▶ What needs to be done
Take the listing below and output it exactly, with no images.

──────────────────────────────

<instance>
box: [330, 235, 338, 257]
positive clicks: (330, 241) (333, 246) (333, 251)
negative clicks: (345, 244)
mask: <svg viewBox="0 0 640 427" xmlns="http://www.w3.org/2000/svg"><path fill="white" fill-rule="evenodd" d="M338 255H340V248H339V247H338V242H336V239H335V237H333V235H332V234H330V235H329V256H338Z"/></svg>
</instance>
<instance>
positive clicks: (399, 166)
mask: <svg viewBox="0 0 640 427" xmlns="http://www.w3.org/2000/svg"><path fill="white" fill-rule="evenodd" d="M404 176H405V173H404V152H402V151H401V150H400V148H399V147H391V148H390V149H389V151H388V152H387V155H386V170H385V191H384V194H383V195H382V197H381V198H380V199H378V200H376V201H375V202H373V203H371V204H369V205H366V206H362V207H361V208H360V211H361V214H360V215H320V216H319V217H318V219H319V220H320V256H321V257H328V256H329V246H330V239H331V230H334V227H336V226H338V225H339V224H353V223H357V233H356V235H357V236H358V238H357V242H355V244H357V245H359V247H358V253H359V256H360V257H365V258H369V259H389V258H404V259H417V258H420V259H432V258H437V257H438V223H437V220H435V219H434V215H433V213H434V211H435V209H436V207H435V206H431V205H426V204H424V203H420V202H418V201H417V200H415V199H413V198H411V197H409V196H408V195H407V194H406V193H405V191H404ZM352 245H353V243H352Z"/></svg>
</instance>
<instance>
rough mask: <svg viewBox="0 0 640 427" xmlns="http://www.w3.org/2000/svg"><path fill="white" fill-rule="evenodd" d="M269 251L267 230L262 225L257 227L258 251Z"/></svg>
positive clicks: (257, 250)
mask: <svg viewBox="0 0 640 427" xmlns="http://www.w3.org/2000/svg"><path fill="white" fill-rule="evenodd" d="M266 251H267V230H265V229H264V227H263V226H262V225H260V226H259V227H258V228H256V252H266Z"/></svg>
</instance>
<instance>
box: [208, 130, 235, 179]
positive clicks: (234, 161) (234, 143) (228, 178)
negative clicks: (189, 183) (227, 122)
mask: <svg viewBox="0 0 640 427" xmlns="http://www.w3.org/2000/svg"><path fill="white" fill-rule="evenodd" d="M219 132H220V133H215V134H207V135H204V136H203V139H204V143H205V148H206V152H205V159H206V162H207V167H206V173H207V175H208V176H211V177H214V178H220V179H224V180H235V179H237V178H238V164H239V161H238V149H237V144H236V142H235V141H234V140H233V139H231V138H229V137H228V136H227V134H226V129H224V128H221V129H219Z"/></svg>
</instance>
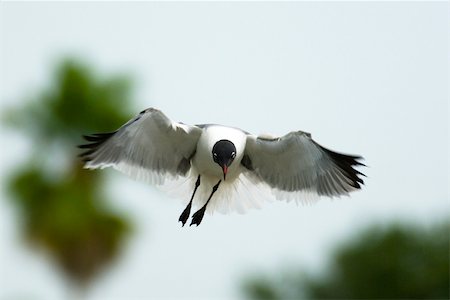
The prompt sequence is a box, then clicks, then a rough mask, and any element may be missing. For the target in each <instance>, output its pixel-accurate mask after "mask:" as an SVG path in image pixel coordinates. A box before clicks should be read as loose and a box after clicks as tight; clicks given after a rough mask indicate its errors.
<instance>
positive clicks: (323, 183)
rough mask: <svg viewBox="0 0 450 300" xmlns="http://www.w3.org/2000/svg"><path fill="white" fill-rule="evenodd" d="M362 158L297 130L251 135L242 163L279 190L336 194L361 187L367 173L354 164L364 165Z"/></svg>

──────────────────────────────

▶ Worked solution
<instance>
box: [330, 235, 338, 257]
positive clicks: (330, 241) (333, 246) (333, 251)
negative clicks: (345, 244)
mask: <svg viewBox="0 0 640 427" xmlns="http://www.w3.org/2000/svg"><path fill="white" fill-rule="evenodd" d="M338 255H340V248H339V247H338V242H336V239H335V237H333V235H332V234H330V235H329V256H338Z"/></svg>
</instance>
<instance>
positive clicks: (399, 166)
mask: <svg viewBox="0 0 640 427" xmlns="http://www.w3.org/2000/svg"><path fill="white" fill-rule="evenodd" d="M404 176H405V173H404V152H402V151H401V150H400V148H399V147H391V148H390V149H389V151H388V152H387V155H386V170H385V191H384V194H383V195H382V197H381V198H380V199H378V200H376V201H375V202H373V203H371V204H369V205H366V206H362V207H361V208H360V211H361V214H360V215H320V216H319V217H318V219H319V220H320V256H321V257H328V256H329V246H330V239H331V230H334V227H336V226H338V225H339V224H353V223H357V233H356V235H357V236H358V238H357V242H355V244H357V245H359V247H358V253H359V256H360V257H365V258H369V259H389V258H404V259H417V258H420V259H432V258H437V257H438V223H437V220H435V219H434V215H433V213H434V211H435V209H436V207H435V206H431V205H426V204H424V203H420V202H418V201H417V200H415V199H413V198H411V197H409V196H408V195H407V194H406V193H405V191H404ZM352 245H353V243H352Z"/></svg>
</instance>
<instance>
rough mask: <svg viewBox="0 0 640 427" xmlns="http://www.w3.org/2000/svg"><path fill="white" fill-rule="evenodd" d="M269 251L267 230L262 225L257 227L258 251Z"/></svg>
positive clicks: (257, 250)
mask: <svg viewBox="0 0 640 427" xmlns="http://www.w3.org/2000/svg"><path fill="white" fill-rule="evenodd" d="M266 251H267V230H265V229H264V227H263V226H262V225H260V226H259V227H258V228H256V252H266Z"/></svg>
</instance>
<instance>
box: [208, 130, 235, 179]
positive clicks: (234, 161) (234, 143) (228, 178)
negative clicks: (189, 183) (227, 122)
mask: <svg viewBox="0 0 640 427" xmlns="http://www.w3.org/2000/svg"><path fill="white" fill-rule="evenodd" d="M219 132H220V133H215V134H207V135H204V136H203V139H204V143H205V148H206V152H205V159H206V162H207V167H206V173H207V175H208V176H211V177H214V178H220V179H224V180H235V179H237V178H238V164H239V161H238V149H237V144H236V142H235V141H234V140H233V139H231V138H229V137H228V136H227V134H226V129H224V128H221V129H219Z"/></svg>
</instance>
The prompt sequence is a box, then clicks, then a rough mask, and any element may be missing. For the target in each <instance>, output its pixel-accurate mask after "mask:" as an SVG path in image pixel coordinates. A box before clicks should be read as loose and a box after clicks as tight; clicks given after a rough mask indicate its errors.
<instance>
positive clicks: (323, 183)
rough mask: <svg viewBox="0 0 450 300" xmlns="http://www.w3.org/2000/svg"><path fill="white" fill-rule="evenodd" d="M362 158L297 130L251 135L242 163L279 190L336 194L361 187L367 173L354 164L364 165Z"/></svg>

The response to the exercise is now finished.